**READING TEXT**:

━━━

An 18-year-old has spent the night outside the Office of the Prime Minister in protest over the authorities' decision to close the ports and bar entry to rescued migrants.
Xandru Cassar, who started the protest on the steps of Auberge de Castille with another young person, Lara Mohnani, on Easter Sunday, said that he wanted to bring attention to the "suffering and danger of the lives of those who are stranded at sea".
"We're here, on Easter Day, because Malta has condemned men, women, and children to death for the crime of escaping death in the first place," the Maltese teenager wrote.
"Societies affirm their values in the state of exception. We've been applauding nurses for these past weeks, but now our nation's title of the 'Nurse of the Mediterranean' is called into question."
"Will Malta condemn innocent souls to the slaughter?"
Malta was described as being the 'nurse of the Mediterranean' when it took in hundreds of troops rescued in the Gallipoli campaign in the first world war. The title was revived during the time of the Libyan uprising that toppled Muammar Gaddafi, when hundreds of workers were evacuated to Malta.
Cassar received an outpouring of support for his cause online and had a few surprise visitors to boost his morale, all while adhering to social distancing rules.
Posting an update early on Monday morning, the university student said, "They're still at sea, I'm still here."
Cassar told Times of Malta that he considered himself to be an active citizen and is no stranger to protests.
“I’ve always done what i feel I should do, and that’s what i’m doing right now, any deed I could undertake, especially for the good of my country and other people, that is what I want to do,” Cassar said.
While no government officials have tried to approach or speak to Xandru, earlier Prime Minister Robert Abela arrived at Castille, where Cassar tried to approach him.

━━━

Stored data:
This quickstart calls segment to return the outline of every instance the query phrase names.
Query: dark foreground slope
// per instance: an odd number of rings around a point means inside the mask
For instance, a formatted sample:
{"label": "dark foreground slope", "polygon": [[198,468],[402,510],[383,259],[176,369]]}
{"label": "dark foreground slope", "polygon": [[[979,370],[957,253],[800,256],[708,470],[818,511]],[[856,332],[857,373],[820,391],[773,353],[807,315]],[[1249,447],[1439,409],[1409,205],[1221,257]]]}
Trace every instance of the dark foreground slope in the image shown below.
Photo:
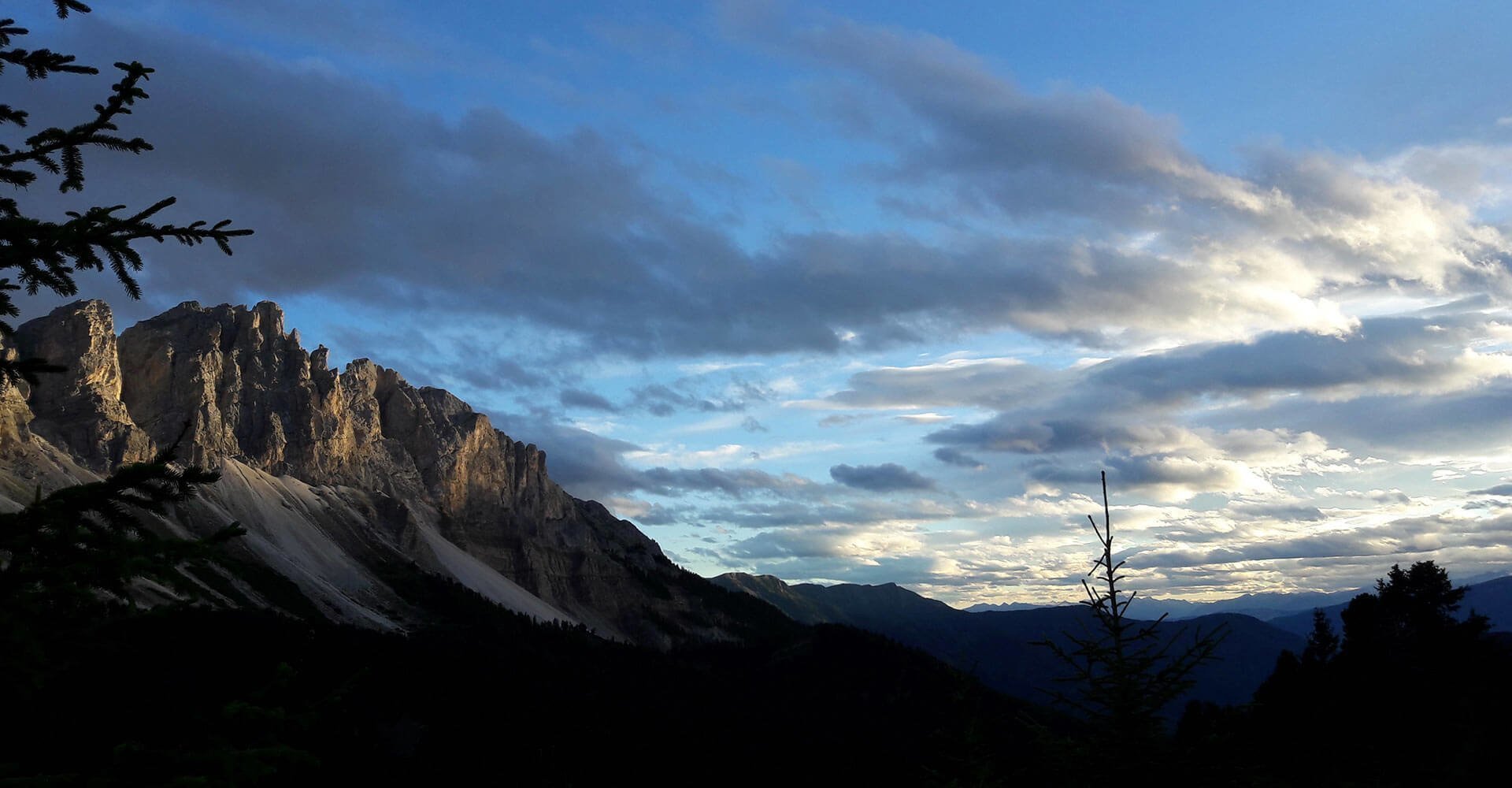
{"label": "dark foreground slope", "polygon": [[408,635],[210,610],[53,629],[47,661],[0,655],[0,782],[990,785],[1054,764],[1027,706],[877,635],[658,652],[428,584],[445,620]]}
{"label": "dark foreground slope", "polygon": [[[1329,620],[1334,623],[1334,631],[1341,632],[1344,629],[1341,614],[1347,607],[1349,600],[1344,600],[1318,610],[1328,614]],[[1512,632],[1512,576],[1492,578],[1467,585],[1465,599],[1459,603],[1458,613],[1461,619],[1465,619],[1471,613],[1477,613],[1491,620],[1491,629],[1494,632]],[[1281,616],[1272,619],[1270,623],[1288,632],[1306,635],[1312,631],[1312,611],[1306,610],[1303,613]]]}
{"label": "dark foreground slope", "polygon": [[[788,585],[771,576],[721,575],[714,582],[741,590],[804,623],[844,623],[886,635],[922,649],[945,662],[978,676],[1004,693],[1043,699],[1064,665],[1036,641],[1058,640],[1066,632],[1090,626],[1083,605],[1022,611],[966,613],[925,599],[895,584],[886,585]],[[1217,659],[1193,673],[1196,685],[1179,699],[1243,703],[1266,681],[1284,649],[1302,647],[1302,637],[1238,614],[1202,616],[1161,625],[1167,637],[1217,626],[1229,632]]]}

━━━

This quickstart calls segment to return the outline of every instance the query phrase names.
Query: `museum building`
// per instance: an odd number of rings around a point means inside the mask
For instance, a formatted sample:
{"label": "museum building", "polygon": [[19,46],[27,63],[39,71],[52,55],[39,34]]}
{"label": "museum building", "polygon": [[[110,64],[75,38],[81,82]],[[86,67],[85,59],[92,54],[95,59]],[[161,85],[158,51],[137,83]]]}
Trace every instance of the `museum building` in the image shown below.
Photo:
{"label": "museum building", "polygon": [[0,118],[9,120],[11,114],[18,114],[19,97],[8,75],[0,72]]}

━━━

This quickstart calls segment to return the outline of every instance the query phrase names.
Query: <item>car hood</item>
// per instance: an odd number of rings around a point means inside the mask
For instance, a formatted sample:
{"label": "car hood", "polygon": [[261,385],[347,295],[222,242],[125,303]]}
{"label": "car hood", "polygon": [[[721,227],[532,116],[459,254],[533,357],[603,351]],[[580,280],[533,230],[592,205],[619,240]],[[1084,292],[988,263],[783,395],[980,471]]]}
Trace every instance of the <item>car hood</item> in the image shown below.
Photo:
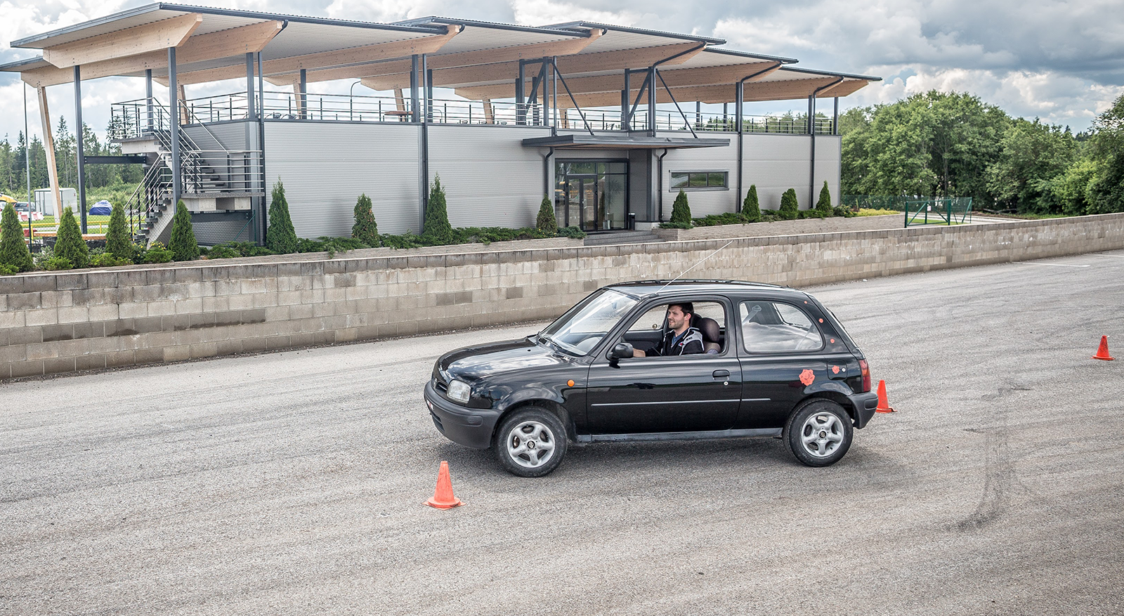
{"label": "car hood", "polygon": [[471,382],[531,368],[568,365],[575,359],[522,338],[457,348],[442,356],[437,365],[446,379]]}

━━━

**TASKS TO COMPLETE**:
**A.** List every person the protest article names.
**B.** Please copy everything in the protest article from "Cassar received an" down to "to approach him.".
**C.** Write the next part of the protest article, picking up after its final sentence.

**RESPONSES BY TASK**:
**A.** Xandru Cassar, Lara Mohnani, Muammar Gaddafi, Robert Abela

**B.**
Cassar received an outpouring of support for his cause online and had a few surprise visitors to boost his morale, all while adhering to social distancing rules.
Posting an update early on Monday morning, the university student said, "They're still at sea, I'm still here."
Cassar told Times of Malta that he considered himself to be an active citizen and is no stranger to protests.
“I’ve always done what i feel I should do, and that’s what i’m doing right now, any deed I could undertake, especially for the good of my country and other people, that is what I want to do,” Cassar said.
While no government officials have tried to approach or speak to Xandru, earlier Prime Minister Robert Abela arrived at Castille, where Cassar tried to approach him.

**C.**
“I tried to hand him a piece of paper. It says: 'I am here to repeat my message to the Maltese government; people who are caught at sea right now should be brought to a safe port as soon as possible'.
“He just said, ‘Grazzi Xandru’, and ran up the stairs, and that is the closest I have gotten to speaking to any officials.”
Xandru says he is grateful for the company of his visitors, and says that it gives him hope that the voice of compassion is strong, no matter how noisier the voices of intolerance are.
“More than personal motivation, on a broader level it makes me feel that there are still people who put humanitarian causes first and it's a shame that we have to be in these circumstances for these distinctions to be made clear.
On Thursday, the government declared ports closed and said it could not guarantee rescue missions as resources were stretched by the COVID-19 pandemic.
NGOs have claimed that that there are over 250 people adrift at sea on four boats.
Prime Minister Robert Abela defended the decision to close the ports on Sunday, saying it was not racially motivated. One could not have migrants brought to Malta when all travel was banned, including most travel between Malta and Gozo, he said.
On Monday EU border agency Frontext told Times of Malta that it was searching for a boat that had gone missing between Malta and Libya.